TUGAS LATIHAN:
1) Ketik ulang bagian kutipan berita dari "Surabaya, JOGOJATIM –" sampai "SPKT Jawa Timur.".
2) Menurut kutipan berita, Johannes diarahkan ke mana setelah sampai di KRIMSUS?
3) Lanjutkan kutipan berita tentang laporan ke Polda Jawa Timur, mulai setelah kalimat terakhirnya.

KUTIPAN:
━━━━━━━━━━━━━━━━━━━━
Didi Sungkono, S.H., M.H. : Kepolisian Tidak Boleh Menolak Laporan Masyarakat Korban dari Kejahatan “Mafia” Debt Kolektor

Hukum & Kriminal106 Dilihat
Didi Sungkono, S.H.,M.H.,Pengamat Kepolisian asal Surabaya, kepada wartawan menerangkan, tupoksi kepolisian sebagaimana amanat UU No 02 Tahun 2002 Tentang Kepolisian Polri Tidak boleh menolak laporan masyarakat. Karena KAMDAGRI adalah tanggung jawab POLRI sebagai salah satu penegak hukum, kalau masyarakat yang merasa jadi korban kejahatan ditolak bikin laporan, terus masyarakat harus melapor kemana ? SATPOL PP atau ke DENPOM ? Harusnya semakin kemari oknum oknum POLRI itu semakin cerdas. Bukan malah terkesan mempermainkan masyarakat, rasa aman, nyaman, terayomi, tenang, pelayanan yang baik adalah cerminan keberhasilan POLRI.

Surabaya, JOGOJATIM – Sungguh malang apa yang dialami masyarakat kota Surabaya ini,maksud hati ingin punya mobil dibuat bekerja untuk menyambung hidup keluarga, tapi bukan malah untung didapat,buntung dan apes,bukan itu saja dirinya mendapatkan diskriminasi hukum atas tindakan oknum Kepolisian di SPKT Jawa Timur.

“Saya ini mau melapor ke SPKT Polda Jawa Timur, bukan malah dibuatkan Laporan Polisi, tapi malah dipimpong kesana kemari. Di dalam markas kepolisian Polda Jawa Timur, SPKT (Sentra Pelayanan Kepolisian Terpadu) saya tidak dibuatkan LP (Laporan Polisi) malah disarankan ke KRIMSUS (Kriminal Khusus) yang gedungnya dibelakang. Di KRIMSUS diarahkan lagi ke SUBDIT PERBANKAN, ditemui oleh Pak A’an yang mengaku dari SUBDIT PERBANKAN.

“Berkas – berkas ini saya pelajari dulu yaa Pak, dan kita tidak mengeluarkan LP, Ujar Polisi yang mengaku bernama A’an, ” Ujar Johannes warga Lebak Kota Surabaya.
━━━━━━━━━━━━━━━━━━━━
ISI DATA:
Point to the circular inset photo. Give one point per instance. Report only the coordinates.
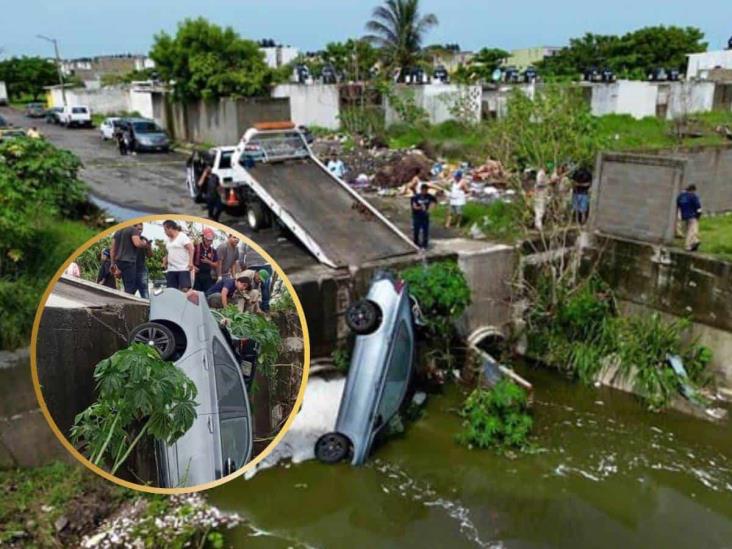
(170, 354)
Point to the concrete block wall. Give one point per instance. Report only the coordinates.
(312, 105)
(634, 196)
(676, 283)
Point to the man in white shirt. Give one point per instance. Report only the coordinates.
(179, 261)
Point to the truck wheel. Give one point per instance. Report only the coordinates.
(156, 335)
(332, 448)
(255, 215)
(363, 317)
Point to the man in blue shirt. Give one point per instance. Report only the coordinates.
(689, 207)
(421, 203)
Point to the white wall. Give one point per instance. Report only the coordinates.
(312, 105)
(699, 63)
(108, 100)
(438, 99)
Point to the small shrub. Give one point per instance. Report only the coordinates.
(498, 418)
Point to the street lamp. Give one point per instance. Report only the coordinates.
(58, 64)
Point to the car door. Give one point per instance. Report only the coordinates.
(397, 374)
(234, 418)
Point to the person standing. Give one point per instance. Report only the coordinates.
(206, 262)
(421, 203)
(179, 260)
(124, 255)
(105, 276)
(689, 207)
(210, 185)
(141, 273)
(228, 255)
(458, 199)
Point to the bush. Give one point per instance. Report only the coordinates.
(498, 418)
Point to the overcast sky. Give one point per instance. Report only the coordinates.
(94, 27)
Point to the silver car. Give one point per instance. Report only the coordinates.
(380, 372)
(219, 443)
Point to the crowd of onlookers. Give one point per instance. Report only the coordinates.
(220, 272)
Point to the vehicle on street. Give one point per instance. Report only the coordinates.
(148, 135)
(380, 371)
(35, 110)
(52, 115)
(78, 115)
(219, 442)
(11, 133)
(108, 127)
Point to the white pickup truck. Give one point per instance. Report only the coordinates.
(77, 115)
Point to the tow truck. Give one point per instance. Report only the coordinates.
(273, 175)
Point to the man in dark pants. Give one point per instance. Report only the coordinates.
(124, 255)
(421, 203)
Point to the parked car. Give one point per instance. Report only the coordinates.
(148, 135)
(52, 115)
(78, 115)
(35, 110)
(219, 442)
(108, 127)
(380, 371)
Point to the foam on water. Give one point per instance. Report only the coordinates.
(316, 417)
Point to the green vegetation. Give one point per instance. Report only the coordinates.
━━━━━━━━━━━━━━━━━━━━
HASIL TUGAS:
1)
Surabaya, JOGOJATIM – Sungguh malang apa yang dialami masyarakat kota Surabaya ini,maksud hati ingin punya mobil dibuat bekerja untuk menyambung hidup keluarga, tapi bukan malah untung didapat,buntung dan apes,bukan itu saja dirinya mendapatkan diskriminasi hukum atas tindakan oknum Kepolisian di SPKT Jawa Timur.

2) Ke SUBDIT PERBANKAN.

3)
Perlu pembaca ketahui, peristiwa bermula dari Johannes (65th) bersama istri yang bernama Lo Lies liana (Debitur) mengambil mobil secara kredit melalui WUFI (Wuling Finance), mobil type Wuling Forno 1.2 MB tahun 2023, warna silver metalik, kondisi baru pada bulan November 2023 dengan DP sebesar 14.000.000 dengan angsuran 3.502.000 tennor 60 bulan, jatuh tempo angsuran setiap tanggal 24, pada saat JT bulan Desember 2023, telah terbayarkan oleh DEBITUR angsuran dengan nilai diatas,

Permasalahan timbul berawal DEBITUR selama bulan Desember, Januari, Februari merasa tidak bisa memakai unit mobil tersebut karena Plat nomor dan STNK (belum selesai diuruskan) oleh pihak dealer. Karena merasa ada misskom, Debitur cedera janji, JT bulan Januari Tanggal 24 tidak dibayarkan angsurannya.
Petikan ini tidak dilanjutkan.